SELECTED EXTRACT:
-- -- --

PlanetScale's "You don't* need JOINs" video"
The video claims that using a JOIN & DISTINCT will cause mysql to fetch extra rows & then discard them, whereas using a WHERE EXISTS (subquery)
will not do this & performance will be improved. He did not provide EXPLAIN query plans, so I'd like to test his claims.
The video is at: https://www.youtube.com/watch?v=5hsl47I3svw
He does perform benchmarks & shows exists is faster than IN & that JOIN is about 2 or 2.5 times slower than both of the subquery solutions.
He did not share his schema, so idk about foreign keys, and he did not share his database size.
I tried online tool dbfill.info (or filldb.info ?), but it didn't work. I used library at https://github.com/kedarvj/mysql-random-data-generator/tree/master to generate 10,000 users & 100,000 posts.
SCHEMA:
- posts
- id
- user_id
- title
- body
- views (populated, int, many over 90k)
- created_at (populated)
- updated_at
- users
- id
- name
- created_at (all null)
- updated_at (all null)
- flags (all zeros, presumably binary or int)
QUERIES:
First Successful query:
SELECT DISTINCT users.* FROM users
LEFT JOIN posts on users.id = posts.user_id
WHERE views > 90000
Second successful query:
SELECT * FROM users where id in (
select user_id from posts where views > 90000
)
Final successful query:
SELECT * FROM users where exists (
select user_id from posts where views > 90000 and users.id = user_id
)

-- -- --

Stored data entries:
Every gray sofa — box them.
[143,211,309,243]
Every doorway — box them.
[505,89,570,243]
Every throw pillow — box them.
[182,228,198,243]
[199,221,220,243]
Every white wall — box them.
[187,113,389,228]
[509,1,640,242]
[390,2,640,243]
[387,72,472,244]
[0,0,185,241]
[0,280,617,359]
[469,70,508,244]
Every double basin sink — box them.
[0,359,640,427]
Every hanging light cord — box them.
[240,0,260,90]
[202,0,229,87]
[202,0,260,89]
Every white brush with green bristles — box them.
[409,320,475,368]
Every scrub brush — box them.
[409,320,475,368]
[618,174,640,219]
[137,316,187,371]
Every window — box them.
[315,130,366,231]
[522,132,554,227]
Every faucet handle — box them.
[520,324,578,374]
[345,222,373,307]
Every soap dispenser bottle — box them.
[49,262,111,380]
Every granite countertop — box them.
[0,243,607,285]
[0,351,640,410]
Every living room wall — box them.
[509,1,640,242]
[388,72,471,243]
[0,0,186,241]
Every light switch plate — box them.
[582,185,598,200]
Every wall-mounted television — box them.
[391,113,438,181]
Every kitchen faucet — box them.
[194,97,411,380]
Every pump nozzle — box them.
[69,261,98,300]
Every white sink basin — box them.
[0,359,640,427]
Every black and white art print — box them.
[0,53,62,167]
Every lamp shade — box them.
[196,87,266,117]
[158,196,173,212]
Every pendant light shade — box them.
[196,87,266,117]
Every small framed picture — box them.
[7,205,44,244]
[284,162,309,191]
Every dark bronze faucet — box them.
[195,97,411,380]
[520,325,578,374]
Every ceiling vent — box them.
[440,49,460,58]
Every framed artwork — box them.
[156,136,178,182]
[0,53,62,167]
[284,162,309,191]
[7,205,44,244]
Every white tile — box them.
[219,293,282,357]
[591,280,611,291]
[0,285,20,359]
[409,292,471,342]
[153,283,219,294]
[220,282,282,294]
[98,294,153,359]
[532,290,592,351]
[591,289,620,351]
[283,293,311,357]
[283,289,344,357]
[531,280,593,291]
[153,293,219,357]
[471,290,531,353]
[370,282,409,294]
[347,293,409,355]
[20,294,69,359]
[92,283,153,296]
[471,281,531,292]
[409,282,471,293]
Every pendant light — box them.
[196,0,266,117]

-- -- --

TASK REQUIREMENTS:
A) Answer these about the post on the JOINs video:
(i) How many users and how many posts were generated for the test?
(ii) What views threshold do all three queries filter on?
(iii) According to the video's benchmarks, how much slower is the JOIN than the subquery solutions?
B) Recast part of the listing as a JSON list of strings, one string per line and blank lines omitted: begin at the line of the listing that has "Every small framed picture — box them.", and stop after the listing's final line.

ANSWERS FOR THE EXERCISE:
A)
(i) 10,000 users and 100,000 posts.
(ii) Views greater than 90000.
(iii) About 2 or 2.5 times slower.

B)
[
  "Every small framed picture — box them.",
  "[7,205,44,244]",
  "[284,162,309,191]",
  "Every dark bronze faucet — box them.",
  "[195,97,411,380]",
  "[520,325,578,374]",
  "Every ceiling vent — box them.",
  "[440,49,460,58]",
  "Every framed artwork — box them.",
  "[156,136,178,182]",
  "[0,53,62,167]",
  "[284,162,309,191]",
  "[7,205,44,244]",
  "Every white tile — box them.",
  "[219,293,282,357]",
  "[591,280,611,291]",
  "[0,285,20,359]",
  "[409,292,471,342]",
  "[153,283,219,294]",
  "[220,282,282,294]",
  "[98,294,153,359]",
  "[532,290,592,351]",
  "[591,289,620,351]",
  "[283,293,311,357]",
  "[283,289,344,357]",
  "[531,280,593,291]",
  "[153,293,219,357]",
  "[471,290,531,353]",
  "[370,282,409,294]",
  "[347,293,409,355]",
  "[20,294,69,359]",
  "[92,283,153,296]",
  "[471,281,531,292]",
  "[409,282,471,293]",
  "Every pendant light — box them.",
  "[196,0,266,117]"
]